## Task directions
What lines of the listing below contain the word "image"? Copy each of them out.

[Provided data — start]

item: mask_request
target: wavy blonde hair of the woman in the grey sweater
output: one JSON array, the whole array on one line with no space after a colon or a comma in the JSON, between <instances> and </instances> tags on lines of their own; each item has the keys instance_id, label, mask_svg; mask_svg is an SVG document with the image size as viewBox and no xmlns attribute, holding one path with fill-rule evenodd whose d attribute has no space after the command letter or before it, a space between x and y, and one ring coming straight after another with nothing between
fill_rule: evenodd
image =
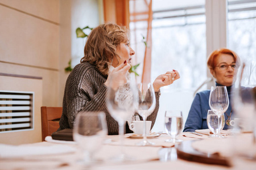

[Provided data — finish]

## Exercise output
output: one JSON array, the whole array on one line with no space after a colon or a comma in the JSON, between <instances> and </instances> tags on lines of their own; each item has the keys instance_id, label, mask_svg; mask_svg is an SVG document with the image size as viewBox and no xmlns attribute, holding one path with fill-rule evenodd whose d attribute has no space after the command letter or before it, a space between x and y, and one ring coming straight after another with nothing between
image =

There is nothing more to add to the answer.